What this exercise calls for is an exact copy of the data.

(Given data)

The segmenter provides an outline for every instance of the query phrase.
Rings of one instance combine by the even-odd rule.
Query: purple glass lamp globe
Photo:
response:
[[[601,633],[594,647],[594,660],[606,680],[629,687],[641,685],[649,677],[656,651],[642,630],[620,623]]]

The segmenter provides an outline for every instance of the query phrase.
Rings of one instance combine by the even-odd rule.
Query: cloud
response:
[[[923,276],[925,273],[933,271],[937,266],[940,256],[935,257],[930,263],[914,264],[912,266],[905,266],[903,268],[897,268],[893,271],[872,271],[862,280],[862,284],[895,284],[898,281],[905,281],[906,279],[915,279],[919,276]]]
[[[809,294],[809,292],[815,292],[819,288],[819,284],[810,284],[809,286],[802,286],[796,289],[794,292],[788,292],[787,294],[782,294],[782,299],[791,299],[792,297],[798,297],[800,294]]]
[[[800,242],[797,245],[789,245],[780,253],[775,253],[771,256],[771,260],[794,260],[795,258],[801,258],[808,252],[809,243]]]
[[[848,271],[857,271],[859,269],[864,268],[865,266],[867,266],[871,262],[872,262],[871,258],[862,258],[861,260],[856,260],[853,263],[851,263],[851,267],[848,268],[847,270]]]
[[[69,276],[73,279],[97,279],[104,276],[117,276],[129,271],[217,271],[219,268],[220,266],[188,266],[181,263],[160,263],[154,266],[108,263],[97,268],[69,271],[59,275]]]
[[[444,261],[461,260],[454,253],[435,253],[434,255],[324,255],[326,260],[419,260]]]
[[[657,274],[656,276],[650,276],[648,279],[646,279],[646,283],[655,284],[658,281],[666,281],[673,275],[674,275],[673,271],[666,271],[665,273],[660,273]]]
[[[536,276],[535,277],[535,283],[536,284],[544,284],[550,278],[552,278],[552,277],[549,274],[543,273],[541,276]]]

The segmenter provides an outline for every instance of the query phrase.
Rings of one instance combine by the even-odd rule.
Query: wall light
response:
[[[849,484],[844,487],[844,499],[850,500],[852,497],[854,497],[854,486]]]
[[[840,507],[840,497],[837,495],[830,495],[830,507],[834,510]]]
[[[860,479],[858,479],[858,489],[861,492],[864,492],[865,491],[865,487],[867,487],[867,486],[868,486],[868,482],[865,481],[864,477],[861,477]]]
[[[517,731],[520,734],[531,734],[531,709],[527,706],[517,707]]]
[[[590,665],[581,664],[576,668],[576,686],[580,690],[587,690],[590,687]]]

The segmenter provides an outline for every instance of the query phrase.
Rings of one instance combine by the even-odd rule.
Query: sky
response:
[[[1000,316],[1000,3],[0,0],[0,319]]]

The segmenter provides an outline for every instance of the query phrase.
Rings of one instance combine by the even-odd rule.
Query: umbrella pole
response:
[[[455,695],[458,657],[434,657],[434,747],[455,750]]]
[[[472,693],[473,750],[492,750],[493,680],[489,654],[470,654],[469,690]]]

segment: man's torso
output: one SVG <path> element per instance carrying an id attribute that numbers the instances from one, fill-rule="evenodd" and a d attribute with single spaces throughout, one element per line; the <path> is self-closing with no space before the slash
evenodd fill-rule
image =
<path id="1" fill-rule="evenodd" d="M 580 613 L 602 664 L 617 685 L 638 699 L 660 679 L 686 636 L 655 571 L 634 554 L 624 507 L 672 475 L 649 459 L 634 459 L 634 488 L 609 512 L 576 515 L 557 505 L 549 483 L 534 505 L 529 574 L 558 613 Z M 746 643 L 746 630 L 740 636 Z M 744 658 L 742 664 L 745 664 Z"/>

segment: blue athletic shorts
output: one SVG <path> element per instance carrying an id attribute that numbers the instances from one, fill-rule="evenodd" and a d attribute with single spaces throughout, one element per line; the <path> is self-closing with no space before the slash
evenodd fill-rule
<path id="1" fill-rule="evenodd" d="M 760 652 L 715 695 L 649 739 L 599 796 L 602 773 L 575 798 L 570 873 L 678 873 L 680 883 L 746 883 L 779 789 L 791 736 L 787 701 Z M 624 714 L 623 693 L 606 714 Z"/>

(End Given data)

Task output =
The segmenter provides an outline for every instance of the query phrase.
Rings of one instance combine by the even-odd rule.
Query: purple glass lamp globe
Photo:
response:
[[[601,633],[594,647],[594,660],[606,680],[629,687],[641,685],[649,677],[656,651],[642,630],[620,623]]]

The segmenter provides an outline for every instance of the query phrase.
Rings of one instance combine by the even-odd rule.
Query: cloud
response:
[[[923,276],[925,273],[933,271],[937,266],[940,256],[935,257],[930,263],[914,264],[912,266],[905,266],[903,268],[897,268],[893,271],[872,271],[862,280],[862,284],[895,284],[898,281],[905,281],[906,279],[915,279],[919,276]]]
[[[809,294],[809,292],[815,292],[819,288],[819,284],[810,284],[809,286],[802,286],[796,289],[794,292],[788,292],[787,294],[782,294],[782,299],[791,299],[792,297],[798,297],[800,294]]]
[[[800,242],[797,245],[789,245],[780,253],[775,253],[771,256],[771,260],[794,260],[795,258],[801,258],[808,252],[809,243]]]
[[[848,271],[857,271],[859,269],[864,268],[865,266],[867,266],[871,262],[872,262],[871,258],[862,258],[861,260],[856,260],[853,263],[851,263],[851,267],[848,268],[847,270]]]
[[[69,276],[73,279],[97,279],[104,276],[117,276],[129,271],[217,271],[219,268],[220,266],[188,266],[181,263],[160,263],[154,266],[108,263],[97,268],[69,271],[59,275]]]
[[[444,261],[461,260],[454,253],[435,253],[434,255],[324,255],[326,260],[419,260]]]
[[[657,274],[656,276],[650,276],[648,279],[646,279],[646,283],[655,284],[658,281],[666,281],[673,275],[674,275],[673,271],[666,271],[665,273],[660,273]]]
[[[536,276],[535,277],[535,283],[536,284],[544,284],[550,278],[552,278],[552,277],[549,274],[543,273],[541,276]]]

The segmenter provides an outline for every instance of the query phrase.
Rings of one instance combine by the even-odd rule.
Query: wall light
response:
[[[849,484],[844,487],[844,499],[850,500],[852,497],[854,497],[854,486]]]
[[[840,507],[840,497],[837,495],[830,495],[830,507],[834,510]]]
[[[860,479],[858,479],[858,489],[861,492],[864,492],[865,491],[865,487],[867,487],[867,486],[868,486],[868,482],[865,481],[864,477],[861,477]]]
[[[517,731],[520,734],[531,734],[531,709],[527,706],[517,707]]]
[[[590,665],[581,664],[576,668],[576,686],[580,690],[587,690],[590,687]]]

The segmenter provides an outline for every instance of the query phrase.
Rings of one instance combine by the even-odd rule.
Query: sky
response:
[[[1000,316],[1000,3],[0,0],[0,319]]]

The segmenter provides an outline for every instance of the query phrase.
Rings of one instance combine by the even-odd rule.
Query: umbrella pole
response:
[[[455,695],[458,657],[434,657],[434,747],[455,750]]]
[[[472,693],[473,750],[492,750],[493,680],[489,654],[470,654],[469,690]]]

segment: man's torso
output: one SVG <path> element per instance carrying an id attribute that numbers the instances from one, fill-rule="evenodd" and a d attribute with single spaces throughout, one element per line; the <path> is self-closing with no space before the slash
evenodd fill-rule
image =
<path id="1" fill-rule="evenodd" d="M 580 613 L 602 664 L 617 685 L 638 699 L 660 679 L 686 636 L 655 571 L 634 554 L 624 507 L 672 475 L 649 459 L 634 459 L 634 488 L 609 512 L 576 515 L 557 505 L 549 483 L 534 505 L 529 574 L 558 613 Z M 746 643 L 746 630 L 740 636 Z M 744 658 L 742 664 L 745 664 Z"/>

segment: blue athletic shorts
output: one SVG <path> element per instance carrying an id attribute that numbers the instances from one, fill-rule="evenodd" and a d attribute with single spaces throughout, one element per line; the <path> is self-closing with no space before the slash
evenodd fill-rule
<path id="1" fill-rule="evenodd" d="M 760 652 L 715 695 L 649 739 L 599 796 L 602 773 L 575 798 L 570 873 L 678 873 L 680 883 L 746 883 L 779 789 L 791 736 L 787 701 Z M 624 714 L 623 693 L 606 714 Z"/>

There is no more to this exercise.